**Provided records:**
>>>>
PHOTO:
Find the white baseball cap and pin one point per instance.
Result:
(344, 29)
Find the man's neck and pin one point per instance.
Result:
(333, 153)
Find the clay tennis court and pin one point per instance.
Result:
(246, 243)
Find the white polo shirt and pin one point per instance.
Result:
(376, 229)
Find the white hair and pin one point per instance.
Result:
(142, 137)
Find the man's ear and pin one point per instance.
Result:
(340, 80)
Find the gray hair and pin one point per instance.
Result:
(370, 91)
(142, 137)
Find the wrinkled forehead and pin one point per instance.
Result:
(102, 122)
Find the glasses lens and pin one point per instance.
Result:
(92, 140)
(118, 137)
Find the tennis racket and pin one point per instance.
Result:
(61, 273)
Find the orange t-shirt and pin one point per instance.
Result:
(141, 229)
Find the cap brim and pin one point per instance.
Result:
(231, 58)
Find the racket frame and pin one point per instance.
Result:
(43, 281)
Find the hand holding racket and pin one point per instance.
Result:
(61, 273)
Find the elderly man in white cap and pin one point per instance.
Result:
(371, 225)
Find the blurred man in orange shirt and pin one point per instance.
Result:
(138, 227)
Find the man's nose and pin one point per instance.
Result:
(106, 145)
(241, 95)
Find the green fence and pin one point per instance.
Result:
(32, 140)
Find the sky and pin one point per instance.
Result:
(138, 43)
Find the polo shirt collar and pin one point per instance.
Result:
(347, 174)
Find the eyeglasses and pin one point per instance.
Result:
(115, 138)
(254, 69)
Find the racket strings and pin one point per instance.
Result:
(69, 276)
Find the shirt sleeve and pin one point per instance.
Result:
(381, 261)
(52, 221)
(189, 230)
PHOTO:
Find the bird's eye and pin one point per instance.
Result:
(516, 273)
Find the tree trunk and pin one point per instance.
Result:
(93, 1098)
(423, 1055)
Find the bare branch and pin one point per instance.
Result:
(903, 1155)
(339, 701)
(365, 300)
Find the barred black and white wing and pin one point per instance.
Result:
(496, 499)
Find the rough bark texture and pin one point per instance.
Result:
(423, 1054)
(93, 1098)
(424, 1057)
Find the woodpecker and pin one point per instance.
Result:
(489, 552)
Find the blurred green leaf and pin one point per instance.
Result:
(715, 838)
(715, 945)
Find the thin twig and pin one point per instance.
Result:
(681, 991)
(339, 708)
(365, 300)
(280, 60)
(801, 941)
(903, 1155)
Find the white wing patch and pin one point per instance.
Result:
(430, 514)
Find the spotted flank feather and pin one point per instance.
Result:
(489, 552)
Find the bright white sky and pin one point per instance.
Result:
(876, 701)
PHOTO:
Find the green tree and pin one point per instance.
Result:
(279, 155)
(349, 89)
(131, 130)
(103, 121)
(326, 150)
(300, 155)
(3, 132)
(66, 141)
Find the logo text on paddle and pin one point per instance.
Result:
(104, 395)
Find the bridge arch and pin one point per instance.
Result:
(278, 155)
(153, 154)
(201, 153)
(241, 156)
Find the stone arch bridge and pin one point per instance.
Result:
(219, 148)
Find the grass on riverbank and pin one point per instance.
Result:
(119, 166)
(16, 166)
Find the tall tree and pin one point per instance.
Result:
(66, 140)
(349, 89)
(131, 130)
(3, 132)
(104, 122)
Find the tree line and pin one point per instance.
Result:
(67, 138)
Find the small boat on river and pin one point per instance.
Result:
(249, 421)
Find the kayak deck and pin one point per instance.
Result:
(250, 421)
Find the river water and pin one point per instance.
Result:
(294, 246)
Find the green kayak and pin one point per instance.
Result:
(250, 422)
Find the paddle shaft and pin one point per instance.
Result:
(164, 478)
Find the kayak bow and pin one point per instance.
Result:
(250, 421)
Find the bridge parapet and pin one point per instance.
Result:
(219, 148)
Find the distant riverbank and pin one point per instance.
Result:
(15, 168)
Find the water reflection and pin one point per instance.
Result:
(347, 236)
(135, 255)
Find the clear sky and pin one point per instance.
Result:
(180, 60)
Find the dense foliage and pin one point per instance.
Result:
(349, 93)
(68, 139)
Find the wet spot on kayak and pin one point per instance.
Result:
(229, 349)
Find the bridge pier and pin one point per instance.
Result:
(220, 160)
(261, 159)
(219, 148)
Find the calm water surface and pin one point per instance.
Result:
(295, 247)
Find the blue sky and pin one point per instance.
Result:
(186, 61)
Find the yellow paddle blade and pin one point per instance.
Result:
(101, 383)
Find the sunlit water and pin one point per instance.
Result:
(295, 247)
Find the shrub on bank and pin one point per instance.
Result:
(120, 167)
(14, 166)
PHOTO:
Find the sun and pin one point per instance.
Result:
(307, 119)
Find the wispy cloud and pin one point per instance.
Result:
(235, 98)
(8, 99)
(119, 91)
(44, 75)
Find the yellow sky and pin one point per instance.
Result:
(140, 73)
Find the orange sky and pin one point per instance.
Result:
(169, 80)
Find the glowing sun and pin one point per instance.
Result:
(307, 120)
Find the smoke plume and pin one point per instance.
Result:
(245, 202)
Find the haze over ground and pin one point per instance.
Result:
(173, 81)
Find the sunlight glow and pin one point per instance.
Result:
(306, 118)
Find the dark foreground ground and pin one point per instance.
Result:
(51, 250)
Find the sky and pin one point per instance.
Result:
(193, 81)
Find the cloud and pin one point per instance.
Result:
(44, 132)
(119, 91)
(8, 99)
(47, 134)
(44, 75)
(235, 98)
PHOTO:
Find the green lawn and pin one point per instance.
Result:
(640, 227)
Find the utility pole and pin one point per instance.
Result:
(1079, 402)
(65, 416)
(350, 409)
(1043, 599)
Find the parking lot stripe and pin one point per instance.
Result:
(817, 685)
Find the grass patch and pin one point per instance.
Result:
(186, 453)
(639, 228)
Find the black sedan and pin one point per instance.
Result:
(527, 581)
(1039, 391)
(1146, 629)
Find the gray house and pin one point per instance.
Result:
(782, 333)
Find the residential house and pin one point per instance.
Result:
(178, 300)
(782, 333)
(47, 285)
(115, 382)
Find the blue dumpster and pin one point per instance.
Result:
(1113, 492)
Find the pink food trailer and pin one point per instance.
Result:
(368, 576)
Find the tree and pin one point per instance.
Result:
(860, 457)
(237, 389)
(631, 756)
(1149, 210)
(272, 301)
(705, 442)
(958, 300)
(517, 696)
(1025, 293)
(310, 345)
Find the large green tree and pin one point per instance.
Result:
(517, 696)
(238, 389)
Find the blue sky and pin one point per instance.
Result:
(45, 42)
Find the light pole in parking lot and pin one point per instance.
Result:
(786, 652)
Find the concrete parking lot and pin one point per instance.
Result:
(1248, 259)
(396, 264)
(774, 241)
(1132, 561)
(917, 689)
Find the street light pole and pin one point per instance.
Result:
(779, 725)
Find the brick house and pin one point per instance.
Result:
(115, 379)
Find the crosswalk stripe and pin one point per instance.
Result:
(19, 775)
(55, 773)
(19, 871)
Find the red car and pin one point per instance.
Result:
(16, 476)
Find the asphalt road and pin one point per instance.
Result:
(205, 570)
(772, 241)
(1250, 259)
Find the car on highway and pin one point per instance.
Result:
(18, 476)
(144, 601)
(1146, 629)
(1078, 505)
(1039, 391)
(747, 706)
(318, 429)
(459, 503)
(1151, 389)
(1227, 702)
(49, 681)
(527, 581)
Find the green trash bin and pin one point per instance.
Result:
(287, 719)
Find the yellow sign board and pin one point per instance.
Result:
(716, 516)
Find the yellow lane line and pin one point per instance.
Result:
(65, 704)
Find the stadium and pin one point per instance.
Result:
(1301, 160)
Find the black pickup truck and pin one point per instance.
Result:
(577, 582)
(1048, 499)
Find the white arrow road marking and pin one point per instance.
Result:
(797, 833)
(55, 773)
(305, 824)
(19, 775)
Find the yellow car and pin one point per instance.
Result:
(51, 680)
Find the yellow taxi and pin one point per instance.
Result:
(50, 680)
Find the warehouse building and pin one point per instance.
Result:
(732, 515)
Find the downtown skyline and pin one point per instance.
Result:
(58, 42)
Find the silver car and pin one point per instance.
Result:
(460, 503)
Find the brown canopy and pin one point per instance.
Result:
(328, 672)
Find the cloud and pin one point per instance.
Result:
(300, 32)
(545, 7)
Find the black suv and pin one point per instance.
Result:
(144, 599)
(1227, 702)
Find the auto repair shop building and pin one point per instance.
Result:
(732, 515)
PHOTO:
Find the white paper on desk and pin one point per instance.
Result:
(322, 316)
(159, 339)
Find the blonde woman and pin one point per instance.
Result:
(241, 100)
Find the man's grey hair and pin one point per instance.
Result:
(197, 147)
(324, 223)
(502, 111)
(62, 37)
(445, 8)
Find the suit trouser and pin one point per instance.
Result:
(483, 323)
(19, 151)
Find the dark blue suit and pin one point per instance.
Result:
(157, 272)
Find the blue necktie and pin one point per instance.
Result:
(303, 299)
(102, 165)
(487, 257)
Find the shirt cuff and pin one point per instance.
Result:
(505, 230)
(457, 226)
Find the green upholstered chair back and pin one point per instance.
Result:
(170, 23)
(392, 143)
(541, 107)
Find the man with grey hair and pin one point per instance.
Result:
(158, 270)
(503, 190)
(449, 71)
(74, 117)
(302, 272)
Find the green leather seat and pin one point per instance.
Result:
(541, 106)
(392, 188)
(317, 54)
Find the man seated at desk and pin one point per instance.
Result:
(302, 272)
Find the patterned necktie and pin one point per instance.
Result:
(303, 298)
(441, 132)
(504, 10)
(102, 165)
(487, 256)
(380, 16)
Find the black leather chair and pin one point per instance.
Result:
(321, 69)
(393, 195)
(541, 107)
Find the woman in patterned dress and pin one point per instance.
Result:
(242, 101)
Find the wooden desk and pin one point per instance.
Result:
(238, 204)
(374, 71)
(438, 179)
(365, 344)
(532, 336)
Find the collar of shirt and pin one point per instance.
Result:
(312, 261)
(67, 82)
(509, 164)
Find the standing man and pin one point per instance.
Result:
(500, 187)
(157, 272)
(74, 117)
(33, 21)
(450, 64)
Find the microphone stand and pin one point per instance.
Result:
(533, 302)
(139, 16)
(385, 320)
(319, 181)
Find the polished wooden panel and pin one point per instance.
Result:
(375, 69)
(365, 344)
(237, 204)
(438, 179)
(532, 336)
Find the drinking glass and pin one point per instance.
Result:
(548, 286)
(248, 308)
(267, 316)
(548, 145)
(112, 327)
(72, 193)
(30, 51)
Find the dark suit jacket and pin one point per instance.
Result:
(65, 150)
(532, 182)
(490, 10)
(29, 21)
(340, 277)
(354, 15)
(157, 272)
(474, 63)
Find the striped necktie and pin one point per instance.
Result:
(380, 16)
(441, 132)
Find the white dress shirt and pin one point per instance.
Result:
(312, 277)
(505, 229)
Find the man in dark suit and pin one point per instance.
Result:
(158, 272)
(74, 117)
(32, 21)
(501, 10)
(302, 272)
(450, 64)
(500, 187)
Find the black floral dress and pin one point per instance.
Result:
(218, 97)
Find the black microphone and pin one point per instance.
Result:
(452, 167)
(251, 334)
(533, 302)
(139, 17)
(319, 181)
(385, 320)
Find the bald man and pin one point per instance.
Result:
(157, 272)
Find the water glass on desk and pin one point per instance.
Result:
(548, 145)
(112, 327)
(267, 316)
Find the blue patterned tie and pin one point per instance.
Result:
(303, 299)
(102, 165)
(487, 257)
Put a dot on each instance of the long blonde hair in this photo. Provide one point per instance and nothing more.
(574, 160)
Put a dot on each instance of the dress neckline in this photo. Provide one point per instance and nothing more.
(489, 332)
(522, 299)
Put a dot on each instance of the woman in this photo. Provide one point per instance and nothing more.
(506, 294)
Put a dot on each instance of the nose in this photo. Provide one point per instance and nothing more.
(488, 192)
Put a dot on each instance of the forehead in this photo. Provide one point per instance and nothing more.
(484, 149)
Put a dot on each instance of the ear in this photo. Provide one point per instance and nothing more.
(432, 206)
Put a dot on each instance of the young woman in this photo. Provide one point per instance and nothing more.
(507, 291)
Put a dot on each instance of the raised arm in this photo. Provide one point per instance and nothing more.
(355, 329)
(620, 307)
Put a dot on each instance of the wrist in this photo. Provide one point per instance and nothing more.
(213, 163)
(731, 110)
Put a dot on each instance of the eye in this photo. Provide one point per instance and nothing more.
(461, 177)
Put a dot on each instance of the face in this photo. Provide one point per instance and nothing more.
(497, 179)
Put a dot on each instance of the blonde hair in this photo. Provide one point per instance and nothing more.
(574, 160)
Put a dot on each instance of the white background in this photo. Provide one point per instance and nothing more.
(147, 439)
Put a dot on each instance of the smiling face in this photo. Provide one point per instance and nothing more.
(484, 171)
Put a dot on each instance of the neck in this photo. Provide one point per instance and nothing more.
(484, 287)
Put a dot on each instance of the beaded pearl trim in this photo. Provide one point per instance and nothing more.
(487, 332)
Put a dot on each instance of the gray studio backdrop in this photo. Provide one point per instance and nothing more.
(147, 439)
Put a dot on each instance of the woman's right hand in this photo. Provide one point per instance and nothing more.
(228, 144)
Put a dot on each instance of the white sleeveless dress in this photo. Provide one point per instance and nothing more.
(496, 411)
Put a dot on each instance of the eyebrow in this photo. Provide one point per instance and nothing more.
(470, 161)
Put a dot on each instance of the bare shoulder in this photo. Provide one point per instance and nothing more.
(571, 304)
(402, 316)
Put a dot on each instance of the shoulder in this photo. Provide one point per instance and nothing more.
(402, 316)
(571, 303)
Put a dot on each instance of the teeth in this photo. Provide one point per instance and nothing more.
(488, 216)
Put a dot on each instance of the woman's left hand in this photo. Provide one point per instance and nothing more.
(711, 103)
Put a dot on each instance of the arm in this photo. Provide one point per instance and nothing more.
<<<<
**Exercise objective:** The answer should hold only the lines from the start of the records above through the line containing "Find the eyeglasses", each set down exactly.

**Written reply:**
PHOTO:
Find the white baseball cap and pin one point per instance.
Result:
(344, 29)
Find the man's neck and pin one point per instance.
Result:
(333, 153)
Find the clay tennis court and pin one point per instance.
Result:
(246, 243)
Find the white polo shirt and pin one point per instance.
Result:
(376, 229)
Find the white hair and pin one point per instance.
Result:
(142, 137)
Find the man's ear and pin one point per instance.
Result:
(340, 80)
Find the gray hair and pin one point per instance.
Result:
(370, 91)
(142, 137)
Find the wrinkled forehead and pin one point per instance.
Result:
(102, 122)
Find the glasses lens and pin one point per instance.
Result:
(92, 140)
(118, 137)
Find the tennis racket and pin one point per instance.
Result:
(61, 273)
Find the orange t-shirt and pin one point per instance.
Result:
(141, 229)
Find the cap brim and pin one point per instance.
Result:
(231, 58)
Find the racket frame and pin one point per instance.
Result:
(43, 281)
Find the hand holding racket and pin one point per instance.
Result:
(61, 273)
Find the elderly man in white cap and pin one point per instance.
Result:
(371, 225)
Find the blurred man in orange shirt and pin one point per instance.
Result:
(138, 227)
Find the man's nose and pin one point per instance.
Result:
(106, 145)
(241, 95)
Find the green fence and pin one point per instance.
Result:
(32, 140)
Find the sky and pin one point per instance.
Result:
(138, 43)
Find the polo shirt collar and pin one point per instance.
Result:
(347, 174)
Find the eyeglasses and pin one point per instance.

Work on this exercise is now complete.